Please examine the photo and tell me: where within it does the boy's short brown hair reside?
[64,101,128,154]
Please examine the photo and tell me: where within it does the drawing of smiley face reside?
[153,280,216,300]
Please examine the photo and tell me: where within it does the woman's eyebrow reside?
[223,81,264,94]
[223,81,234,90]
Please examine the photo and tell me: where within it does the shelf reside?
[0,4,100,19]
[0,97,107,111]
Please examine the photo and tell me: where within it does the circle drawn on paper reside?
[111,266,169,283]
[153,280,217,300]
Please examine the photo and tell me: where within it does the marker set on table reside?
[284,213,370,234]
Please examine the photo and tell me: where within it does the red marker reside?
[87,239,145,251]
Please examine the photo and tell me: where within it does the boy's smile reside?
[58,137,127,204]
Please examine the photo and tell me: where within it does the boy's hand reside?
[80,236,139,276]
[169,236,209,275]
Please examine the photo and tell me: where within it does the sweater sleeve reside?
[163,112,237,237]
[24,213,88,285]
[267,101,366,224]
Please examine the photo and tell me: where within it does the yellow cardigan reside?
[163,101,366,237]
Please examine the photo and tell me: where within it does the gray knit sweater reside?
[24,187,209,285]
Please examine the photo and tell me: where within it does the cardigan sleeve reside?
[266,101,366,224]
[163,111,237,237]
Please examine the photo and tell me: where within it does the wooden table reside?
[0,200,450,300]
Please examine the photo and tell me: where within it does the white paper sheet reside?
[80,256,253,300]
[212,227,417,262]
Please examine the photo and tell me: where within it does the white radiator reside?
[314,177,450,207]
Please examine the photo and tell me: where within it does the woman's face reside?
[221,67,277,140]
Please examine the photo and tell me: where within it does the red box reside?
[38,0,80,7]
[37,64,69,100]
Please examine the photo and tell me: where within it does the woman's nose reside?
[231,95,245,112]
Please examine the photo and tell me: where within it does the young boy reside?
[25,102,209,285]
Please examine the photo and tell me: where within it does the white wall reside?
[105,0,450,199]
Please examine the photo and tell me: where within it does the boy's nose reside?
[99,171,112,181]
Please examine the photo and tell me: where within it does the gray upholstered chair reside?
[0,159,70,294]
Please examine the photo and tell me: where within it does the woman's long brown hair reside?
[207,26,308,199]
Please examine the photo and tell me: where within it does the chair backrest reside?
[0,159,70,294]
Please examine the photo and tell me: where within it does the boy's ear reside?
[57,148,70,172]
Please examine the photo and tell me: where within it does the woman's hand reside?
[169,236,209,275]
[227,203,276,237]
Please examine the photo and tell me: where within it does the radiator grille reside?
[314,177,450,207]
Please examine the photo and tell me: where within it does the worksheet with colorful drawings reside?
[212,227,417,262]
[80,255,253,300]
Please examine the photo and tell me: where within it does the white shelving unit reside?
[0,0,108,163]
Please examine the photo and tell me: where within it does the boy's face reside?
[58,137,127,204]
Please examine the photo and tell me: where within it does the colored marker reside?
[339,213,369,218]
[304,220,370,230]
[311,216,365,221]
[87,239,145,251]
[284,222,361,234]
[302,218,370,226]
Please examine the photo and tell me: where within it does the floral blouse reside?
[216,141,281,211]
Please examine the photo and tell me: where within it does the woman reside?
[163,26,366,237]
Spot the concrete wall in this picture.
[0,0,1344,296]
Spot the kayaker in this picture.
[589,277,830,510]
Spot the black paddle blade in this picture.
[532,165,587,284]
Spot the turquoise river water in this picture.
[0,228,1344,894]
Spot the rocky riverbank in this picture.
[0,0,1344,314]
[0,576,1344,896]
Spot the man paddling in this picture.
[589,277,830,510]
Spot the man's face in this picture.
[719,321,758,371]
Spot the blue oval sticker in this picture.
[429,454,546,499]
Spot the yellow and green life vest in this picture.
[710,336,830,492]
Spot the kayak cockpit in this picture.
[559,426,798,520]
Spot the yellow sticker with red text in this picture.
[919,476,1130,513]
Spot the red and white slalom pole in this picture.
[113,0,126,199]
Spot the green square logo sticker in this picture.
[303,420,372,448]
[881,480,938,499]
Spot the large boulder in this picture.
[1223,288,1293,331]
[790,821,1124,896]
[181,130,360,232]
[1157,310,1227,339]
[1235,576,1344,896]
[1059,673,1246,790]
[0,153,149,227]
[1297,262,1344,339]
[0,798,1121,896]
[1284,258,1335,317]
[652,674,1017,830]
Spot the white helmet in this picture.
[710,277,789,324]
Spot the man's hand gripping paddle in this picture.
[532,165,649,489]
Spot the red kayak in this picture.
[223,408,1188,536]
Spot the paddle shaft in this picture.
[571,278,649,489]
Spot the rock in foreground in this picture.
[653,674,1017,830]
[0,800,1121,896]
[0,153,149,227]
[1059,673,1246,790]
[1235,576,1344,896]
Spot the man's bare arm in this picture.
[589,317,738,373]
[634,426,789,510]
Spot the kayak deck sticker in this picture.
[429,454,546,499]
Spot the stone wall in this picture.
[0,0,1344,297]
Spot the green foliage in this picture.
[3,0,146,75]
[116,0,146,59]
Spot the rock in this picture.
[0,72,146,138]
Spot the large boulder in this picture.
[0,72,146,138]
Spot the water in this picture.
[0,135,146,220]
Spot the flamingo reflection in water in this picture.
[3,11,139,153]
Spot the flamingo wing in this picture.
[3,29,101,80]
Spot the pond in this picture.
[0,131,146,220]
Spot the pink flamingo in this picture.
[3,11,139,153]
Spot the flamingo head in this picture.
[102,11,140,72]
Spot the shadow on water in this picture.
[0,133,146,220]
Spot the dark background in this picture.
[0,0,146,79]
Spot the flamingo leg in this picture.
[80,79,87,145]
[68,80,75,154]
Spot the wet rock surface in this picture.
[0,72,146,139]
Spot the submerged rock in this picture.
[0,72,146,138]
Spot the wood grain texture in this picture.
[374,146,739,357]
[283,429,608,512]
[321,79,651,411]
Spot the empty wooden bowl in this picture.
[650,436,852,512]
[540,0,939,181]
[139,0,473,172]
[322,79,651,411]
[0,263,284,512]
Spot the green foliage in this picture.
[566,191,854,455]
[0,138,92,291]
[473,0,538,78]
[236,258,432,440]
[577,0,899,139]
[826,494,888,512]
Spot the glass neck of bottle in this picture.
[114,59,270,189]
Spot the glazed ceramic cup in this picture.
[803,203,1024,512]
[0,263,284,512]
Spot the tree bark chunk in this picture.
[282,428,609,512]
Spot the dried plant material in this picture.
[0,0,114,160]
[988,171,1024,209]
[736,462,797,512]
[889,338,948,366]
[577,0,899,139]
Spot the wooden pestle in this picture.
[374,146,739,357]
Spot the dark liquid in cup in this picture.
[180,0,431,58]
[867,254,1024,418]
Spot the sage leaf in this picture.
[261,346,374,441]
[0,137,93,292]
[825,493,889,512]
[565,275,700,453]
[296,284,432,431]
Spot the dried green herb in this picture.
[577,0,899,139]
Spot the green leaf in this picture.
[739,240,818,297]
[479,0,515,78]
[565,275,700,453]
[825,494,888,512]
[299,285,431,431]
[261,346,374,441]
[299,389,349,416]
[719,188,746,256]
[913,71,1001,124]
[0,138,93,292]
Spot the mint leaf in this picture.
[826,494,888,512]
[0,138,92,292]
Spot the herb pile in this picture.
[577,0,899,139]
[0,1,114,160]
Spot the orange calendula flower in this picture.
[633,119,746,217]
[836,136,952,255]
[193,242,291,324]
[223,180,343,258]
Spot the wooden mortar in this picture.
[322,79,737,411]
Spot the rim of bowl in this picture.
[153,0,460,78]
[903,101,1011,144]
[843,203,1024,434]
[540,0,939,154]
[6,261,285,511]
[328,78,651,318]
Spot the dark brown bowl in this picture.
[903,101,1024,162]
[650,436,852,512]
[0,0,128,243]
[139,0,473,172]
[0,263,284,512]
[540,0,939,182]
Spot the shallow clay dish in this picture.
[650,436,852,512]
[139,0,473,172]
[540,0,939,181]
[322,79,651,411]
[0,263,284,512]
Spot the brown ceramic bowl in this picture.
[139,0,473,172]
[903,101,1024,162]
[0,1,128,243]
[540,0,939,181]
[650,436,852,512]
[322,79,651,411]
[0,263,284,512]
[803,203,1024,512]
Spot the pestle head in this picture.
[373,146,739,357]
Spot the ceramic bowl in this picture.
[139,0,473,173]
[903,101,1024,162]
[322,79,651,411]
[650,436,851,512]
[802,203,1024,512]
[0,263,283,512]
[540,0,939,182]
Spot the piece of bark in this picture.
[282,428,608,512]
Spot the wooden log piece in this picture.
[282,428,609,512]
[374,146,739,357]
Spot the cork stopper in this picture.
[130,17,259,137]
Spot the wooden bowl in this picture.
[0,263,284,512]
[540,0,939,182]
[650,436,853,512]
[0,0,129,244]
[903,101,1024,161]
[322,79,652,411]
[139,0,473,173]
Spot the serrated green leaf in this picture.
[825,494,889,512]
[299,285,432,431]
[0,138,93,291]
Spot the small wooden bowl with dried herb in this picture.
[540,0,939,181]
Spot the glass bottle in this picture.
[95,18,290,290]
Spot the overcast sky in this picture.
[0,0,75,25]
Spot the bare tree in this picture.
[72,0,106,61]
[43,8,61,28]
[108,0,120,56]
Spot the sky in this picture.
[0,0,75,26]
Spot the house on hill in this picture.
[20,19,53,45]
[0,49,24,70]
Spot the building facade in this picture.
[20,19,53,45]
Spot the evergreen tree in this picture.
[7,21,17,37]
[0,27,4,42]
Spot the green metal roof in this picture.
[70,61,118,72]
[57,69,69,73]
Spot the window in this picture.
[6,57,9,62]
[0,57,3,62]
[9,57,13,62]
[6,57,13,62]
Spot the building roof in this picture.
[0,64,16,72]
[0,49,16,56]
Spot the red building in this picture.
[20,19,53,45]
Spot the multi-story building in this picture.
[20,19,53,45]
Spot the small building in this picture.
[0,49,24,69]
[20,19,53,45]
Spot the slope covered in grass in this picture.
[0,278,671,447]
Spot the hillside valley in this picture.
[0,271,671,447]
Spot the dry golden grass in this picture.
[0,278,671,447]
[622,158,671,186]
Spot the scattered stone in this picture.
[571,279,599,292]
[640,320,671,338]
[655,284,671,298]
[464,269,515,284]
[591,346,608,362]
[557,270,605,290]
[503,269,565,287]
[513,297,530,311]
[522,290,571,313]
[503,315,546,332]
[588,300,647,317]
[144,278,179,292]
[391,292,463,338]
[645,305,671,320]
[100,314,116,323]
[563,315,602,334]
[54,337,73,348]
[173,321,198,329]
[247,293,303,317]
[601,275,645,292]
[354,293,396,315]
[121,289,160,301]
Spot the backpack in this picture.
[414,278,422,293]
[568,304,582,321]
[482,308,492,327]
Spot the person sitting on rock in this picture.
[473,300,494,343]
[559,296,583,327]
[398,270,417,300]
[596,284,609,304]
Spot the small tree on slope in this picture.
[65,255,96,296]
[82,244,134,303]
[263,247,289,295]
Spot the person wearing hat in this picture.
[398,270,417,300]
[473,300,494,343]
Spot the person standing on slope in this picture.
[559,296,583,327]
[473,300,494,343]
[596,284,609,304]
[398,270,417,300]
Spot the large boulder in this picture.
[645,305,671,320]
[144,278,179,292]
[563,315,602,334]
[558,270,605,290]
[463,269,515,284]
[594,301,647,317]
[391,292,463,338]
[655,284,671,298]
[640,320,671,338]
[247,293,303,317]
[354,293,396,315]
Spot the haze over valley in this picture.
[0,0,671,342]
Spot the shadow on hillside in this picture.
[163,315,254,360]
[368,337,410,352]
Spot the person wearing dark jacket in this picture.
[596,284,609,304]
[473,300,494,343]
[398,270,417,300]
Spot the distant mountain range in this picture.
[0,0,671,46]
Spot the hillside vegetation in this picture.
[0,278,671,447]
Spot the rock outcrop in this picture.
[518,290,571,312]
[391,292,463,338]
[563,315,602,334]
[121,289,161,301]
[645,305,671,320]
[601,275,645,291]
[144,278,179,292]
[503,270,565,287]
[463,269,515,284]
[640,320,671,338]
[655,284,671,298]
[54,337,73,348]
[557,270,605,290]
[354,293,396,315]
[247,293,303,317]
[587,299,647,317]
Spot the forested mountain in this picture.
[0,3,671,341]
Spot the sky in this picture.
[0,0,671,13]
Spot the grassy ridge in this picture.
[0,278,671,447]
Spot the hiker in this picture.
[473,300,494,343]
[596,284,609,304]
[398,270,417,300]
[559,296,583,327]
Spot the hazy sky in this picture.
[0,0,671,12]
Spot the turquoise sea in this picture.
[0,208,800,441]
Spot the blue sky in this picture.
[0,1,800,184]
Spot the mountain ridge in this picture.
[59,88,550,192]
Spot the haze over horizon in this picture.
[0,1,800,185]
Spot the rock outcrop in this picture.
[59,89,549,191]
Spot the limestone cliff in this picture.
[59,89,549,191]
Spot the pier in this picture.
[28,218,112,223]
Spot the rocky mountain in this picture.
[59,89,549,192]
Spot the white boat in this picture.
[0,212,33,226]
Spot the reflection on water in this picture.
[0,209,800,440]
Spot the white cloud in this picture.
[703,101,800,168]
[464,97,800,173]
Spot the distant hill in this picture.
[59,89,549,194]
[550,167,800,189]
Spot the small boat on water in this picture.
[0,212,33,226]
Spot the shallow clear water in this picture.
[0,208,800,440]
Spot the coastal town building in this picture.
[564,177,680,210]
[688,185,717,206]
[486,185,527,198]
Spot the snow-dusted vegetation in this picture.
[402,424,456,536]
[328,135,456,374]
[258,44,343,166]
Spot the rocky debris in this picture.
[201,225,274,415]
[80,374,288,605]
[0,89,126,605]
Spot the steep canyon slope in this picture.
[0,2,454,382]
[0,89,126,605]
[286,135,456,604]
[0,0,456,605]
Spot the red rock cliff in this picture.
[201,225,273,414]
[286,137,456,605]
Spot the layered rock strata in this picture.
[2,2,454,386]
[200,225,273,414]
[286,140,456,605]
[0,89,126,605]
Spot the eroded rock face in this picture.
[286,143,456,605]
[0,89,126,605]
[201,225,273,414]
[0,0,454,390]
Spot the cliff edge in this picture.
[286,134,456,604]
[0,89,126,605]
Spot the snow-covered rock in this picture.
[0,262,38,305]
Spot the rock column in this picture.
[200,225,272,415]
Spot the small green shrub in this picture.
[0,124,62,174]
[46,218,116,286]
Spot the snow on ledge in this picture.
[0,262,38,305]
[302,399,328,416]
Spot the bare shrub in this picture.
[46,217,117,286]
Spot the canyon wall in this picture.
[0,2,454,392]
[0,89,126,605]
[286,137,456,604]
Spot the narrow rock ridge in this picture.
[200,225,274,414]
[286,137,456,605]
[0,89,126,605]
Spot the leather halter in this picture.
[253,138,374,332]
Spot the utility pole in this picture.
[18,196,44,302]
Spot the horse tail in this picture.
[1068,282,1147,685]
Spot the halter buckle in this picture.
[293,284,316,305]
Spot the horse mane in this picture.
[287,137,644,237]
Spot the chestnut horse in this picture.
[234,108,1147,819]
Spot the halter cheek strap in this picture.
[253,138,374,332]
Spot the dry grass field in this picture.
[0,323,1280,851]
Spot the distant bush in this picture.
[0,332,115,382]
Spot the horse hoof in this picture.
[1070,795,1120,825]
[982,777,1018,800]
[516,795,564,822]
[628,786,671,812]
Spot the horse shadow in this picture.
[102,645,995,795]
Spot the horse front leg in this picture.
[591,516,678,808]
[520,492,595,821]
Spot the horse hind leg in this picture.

• • • • •

WHAT NEEDS TO BE DONE.
Please report how many lines above contain the word "piece". Give only the number.

SOLUTION BELOW.
2